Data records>
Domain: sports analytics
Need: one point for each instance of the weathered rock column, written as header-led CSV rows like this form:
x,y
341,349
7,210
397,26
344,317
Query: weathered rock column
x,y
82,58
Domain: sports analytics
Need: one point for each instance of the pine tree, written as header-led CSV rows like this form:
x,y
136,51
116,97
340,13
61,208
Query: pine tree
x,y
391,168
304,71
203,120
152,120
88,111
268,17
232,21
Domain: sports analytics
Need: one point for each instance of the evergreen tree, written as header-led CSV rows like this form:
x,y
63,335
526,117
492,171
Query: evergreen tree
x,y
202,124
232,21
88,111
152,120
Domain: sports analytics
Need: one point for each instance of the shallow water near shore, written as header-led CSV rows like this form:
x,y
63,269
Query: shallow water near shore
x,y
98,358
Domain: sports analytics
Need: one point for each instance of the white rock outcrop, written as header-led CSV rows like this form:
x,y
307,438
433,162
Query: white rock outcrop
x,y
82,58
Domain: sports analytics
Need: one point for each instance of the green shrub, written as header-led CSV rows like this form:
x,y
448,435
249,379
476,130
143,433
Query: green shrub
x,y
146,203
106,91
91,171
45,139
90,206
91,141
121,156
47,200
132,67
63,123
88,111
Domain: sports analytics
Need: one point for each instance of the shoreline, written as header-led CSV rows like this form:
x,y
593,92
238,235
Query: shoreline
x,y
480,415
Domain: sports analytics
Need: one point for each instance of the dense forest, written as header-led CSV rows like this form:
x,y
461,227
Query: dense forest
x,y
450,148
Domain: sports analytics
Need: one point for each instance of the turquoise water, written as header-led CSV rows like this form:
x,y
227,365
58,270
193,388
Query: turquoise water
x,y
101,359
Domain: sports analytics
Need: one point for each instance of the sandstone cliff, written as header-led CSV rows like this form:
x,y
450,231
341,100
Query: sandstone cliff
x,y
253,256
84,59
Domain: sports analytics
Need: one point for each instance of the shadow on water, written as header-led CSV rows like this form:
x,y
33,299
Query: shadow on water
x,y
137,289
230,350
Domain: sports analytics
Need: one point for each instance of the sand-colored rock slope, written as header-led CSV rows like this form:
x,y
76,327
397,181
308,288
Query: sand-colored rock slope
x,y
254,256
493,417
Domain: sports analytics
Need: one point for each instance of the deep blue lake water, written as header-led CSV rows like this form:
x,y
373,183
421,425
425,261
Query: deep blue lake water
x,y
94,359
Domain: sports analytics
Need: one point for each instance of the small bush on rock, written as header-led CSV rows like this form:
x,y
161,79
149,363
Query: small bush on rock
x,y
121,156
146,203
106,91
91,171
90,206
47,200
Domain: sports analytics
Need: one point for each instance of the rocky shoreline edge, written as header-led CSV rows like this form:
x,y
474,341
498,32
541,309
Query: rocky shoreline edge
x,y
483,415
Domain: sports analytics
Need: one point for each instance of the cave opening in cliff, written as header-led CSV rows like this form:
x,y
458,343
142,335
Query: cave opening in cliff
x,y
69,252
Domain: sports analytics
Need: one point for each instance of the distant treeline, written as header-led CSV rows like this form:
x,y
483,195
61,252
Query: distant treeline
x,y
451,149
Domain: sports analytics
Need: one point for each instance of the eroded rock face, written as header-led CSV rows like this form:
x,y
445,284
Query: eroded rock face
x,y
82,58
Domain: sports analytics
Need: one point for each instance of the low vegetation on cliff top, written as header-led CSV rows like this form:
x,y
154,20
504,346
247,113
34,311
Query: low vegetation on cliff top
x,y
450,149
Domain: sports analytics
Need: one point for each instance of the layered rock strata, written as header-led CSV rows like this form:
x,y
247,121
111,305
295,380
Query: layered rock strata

WHAT IS REQUIRED>
Could you write out all the entries word for word?

OUTPUT FOR THIS TASK>
Domain: sports analytics
Need: one point for each instance of the weathered rock column, written as header-led CSV rows like this form:
x,y
341,349
7,210
397,26
344,317
Query: weathered rock column
x,y
82,58
Domain: sports analytics
Need: one point for each instance of the pine tree, written as header-led CSV rows like this form:
x,y
136,51
116,97
340,13
61,208
Query: pine tree
x,y
391,168
304,71
203,120
152,120
88,111
268,17
232,21
Domain: sports analytics
Need: one point for each instance of the evergreen tree, written as header-led CSV rows like this form:
x,y
63,335
526,117
492,171
Query: evergreen tree
x,y
202,124
232,21
88,111
152,120
Domain: sports analytics
Need: one point for each instance of the shallow water near shore, written as header-led CSV rows like this form:
x,y
63,269
Query: shallow water near shore
x,y
98,358
Domain: sports analytics
Need: one point for each instance of the white rock outcrop, written as header-led CSV rows like this form:
x,y
307,438
433,162
Query: white rock outcrop
x,y
82,58
Domain: sports analytics
Need: one point for each instance of the green shrub, written as header-led CSV rows like this form:
x,y
448,435
249,379
476,130
143,433
Query: green shrub
x,y
146,203
106,91
91,171
45,139
90,206
91,141
121,156
47,200
132,67
63,123
88,111
Domain: sports analytics
Need: one point for each instance of the shoreline, written as header-led CSV rows like this form:
x,y
593,92
238,235
Query: shoreline
x,y
480,415
Domain: sports analytics
Need: one point for each instance of the dense forest, written as header-led CSV rows like this form:
x,y
461,227
Query: dense forest
x,y
450,148
Domain: sports analytics
Need: one point for each instance of the turquoise water, written as header-led CSV rows like this form:
x,y
227,365
58,270
193,388
Query: turquoise water
x,y
101,359
Domain: sports analytics
Need: one point for each instance of the sandstone cliff, written as header-led CSV rows like this form:
x,y
450,231
341,100
Query: sandstone cliff
x,y
253,256
84,59
Domain: sports analytics
Need: one point for each instance of the shadow on water, written as header-led CSV rows like this form:
x,y
33,299
Query: shadow on water
x,y
137,289
230,350
Domain: sports analytics
Need: one point for each instance of the sand-colored rock slope, written as header-led CSV rows like this form:
x,y
76,327
397,181
308,288
Query: sand-colored rock slope
x,y
254,256
493,417
Domain: sports analytics
Need: one point for each instance of the deep blue lake water, written as header-led CSV rows like this form:
x,y
373,183
421,425
425,261
Query: deep blue lake water
x,y
94,359
Domain: sports analytics
Need: one point for each instance of the small bush on rock, written as header-led CSV rows like this form:
x,y
161,79
149,363
Query: small bush on rock
x,y
121,156
146,203
106,91
91,171
90,206
47,200
Domain: sports analytics
Need: one point for each instance of the rocky shoreline edge, written as header-led CSV rows like this form:
x,y
474,341
498,32
541,309
Query: rocky shoreline edge
x,y
483,415
Domain: sports analytics
Need: one point for each instance of the cave opening in cliff, written as header-led CSV rows like this form:
x,y
458,343
142,335
Query: cave opening in cliff
x,y
69,252
Domain: sports analytics
Need: one point for each instance of the distant treeline, written as header-led CSV rows like this form:
x,y
483,195
61,252
Query: distant treeline
x,y
451,149
Domain: sports analytics
Need: one point for each instance of the eroded rock face, written as header-led CSV rows like this form:
x,y
445,284
Query: eroded rock face
x,y
82,58
Domain: sports analytics
Need: one point for each instance of the low vegetation on cliff top, written as header-led CSV rows like this form:
x,y
154,20
504,346
247,113
34,311
Query: low vegetation on cliff top
x,y
450,149
Domain: sports analytics
Need: one point for each instance of the layered rock strata, written as header-led CSV rows like this form:
x,y
247,121
111,305
295,380
Query: layered rock strata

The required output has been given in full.